VCFX_annotation_extractor¶
Overview¶
VCFX_annotation_extractor extracts annotation fields from a VCF file's INFO column and converts them into a tabular format. The tool is particularly useful for extracting specific annotations (such as functional impact, gene name, or any custom annotation) from VCF files into a more analysis-friendly TSV format.
Usage¶
VCFX_annotation_extractor --annotation-extract "FIELD1,FIELD2,..." < input.vcf > extracted.tsv
Options¶
Option | Description |
---|---|
-a , --annotation-extract <FIELDS> |
Required. Comma-separated list of INFO field annotations to extract (e.g., "ANN,Gene,Impact") |
-h , --help |
Display help message and exit (handled by vcfx::handle_common_flags ) |
-v , --version |
Show program version and exit (handled by vcfx::handle_common_flags ) |
Description¶
VCFX_annotation_extractor simplifies the extraction and analysis of variant annotations by:
- Reading a VCF file from standard input
- Parsing the INFO column to extract user-specified annotation fields
- Handling multi-allelic variants by creating separate rows for each ALT allele
- Aligning per-allele annotations (such as ANN) with the corresponding ALT allele
- Producing a clean tab-delimited output with standardized columns
This tool is particularly useful for: - Converting complex VCF annotations into a format suitable for spreadsheet applications - Extracting specific annotation fields for focused analysis - Preparing variant annotation data for visualization or reporting - Working with multi-allelic variants where annotations correspond to specific alleles
Output Format¶
The output is a tab-separated (TSV) file with the following columns:
CHROM POS ID REF ALT <ANNOTATION1> <ANNOTATION2> ...
□ □ □ □ □ □ □
• _Activity_
List every command-line option, in both short and long form, that the VCFX_annotation_extractor page documents.
□ □ □ □ □ □ □
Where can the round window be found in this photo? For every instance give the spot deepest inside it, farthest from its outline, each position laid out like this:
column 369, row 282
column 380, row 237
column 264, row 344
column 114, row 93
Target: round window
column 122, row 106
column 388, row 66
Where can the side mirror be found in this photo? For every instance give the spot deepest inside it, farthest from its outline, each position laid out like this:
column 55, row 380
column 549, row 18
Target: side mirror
□ □ □ □ □ □ □
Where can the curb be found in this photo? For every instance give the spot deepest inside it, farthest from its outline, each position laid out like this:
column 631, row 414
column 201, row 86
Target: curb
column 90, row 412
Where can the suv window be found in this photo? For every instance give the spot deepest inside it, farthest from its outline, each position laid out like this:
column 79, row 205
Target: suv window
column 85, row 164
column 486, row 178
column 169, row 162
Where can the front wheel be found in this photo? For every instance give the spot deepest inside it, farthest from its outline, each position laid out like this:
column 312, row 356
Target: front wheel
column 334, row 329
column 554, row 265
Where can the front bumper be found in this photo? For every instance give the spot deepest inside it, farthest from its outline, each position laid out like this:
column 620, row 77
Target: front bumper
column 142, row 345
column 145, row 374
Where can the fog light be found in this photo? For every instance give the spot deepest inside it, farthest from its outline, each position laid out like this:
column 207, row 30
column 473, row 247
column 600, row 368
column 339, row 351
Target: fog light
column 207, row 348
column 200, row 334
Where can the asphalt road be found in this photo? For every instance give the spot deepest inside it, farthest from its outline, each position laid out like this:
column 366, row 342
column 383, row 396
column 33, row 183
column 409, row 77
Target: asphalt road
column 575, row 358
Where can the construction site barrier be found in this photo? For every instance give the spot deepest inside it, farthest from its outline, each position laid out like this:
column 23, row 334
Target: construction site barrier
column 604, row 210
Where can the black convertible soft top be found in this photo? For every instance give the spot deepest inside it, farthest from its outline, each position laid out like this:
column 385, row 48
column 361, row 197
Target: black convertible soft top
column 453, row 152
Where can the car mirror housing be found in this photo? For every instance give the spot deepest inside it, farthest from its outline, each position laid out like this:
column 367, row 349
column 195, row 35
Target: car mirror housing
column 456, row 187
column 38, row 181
□ □ □ □ □ □ □
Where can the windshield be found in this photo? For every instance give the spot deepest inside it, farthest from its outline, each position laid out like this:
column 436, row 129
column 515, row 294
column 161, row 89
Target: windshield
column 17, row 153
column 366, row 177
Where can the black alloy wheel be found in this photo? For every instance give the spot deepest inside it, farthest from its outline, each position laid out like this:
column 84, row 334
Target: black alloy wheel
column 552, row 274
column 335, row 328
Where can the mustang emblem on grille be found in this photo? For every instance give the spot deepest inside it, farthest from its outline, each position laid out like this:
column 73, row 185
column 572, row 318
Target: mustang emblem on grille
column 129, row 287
□ □ □ □ □ □ □
• _The answer_
-a, --annotation-extract
-h, --help
-v, --version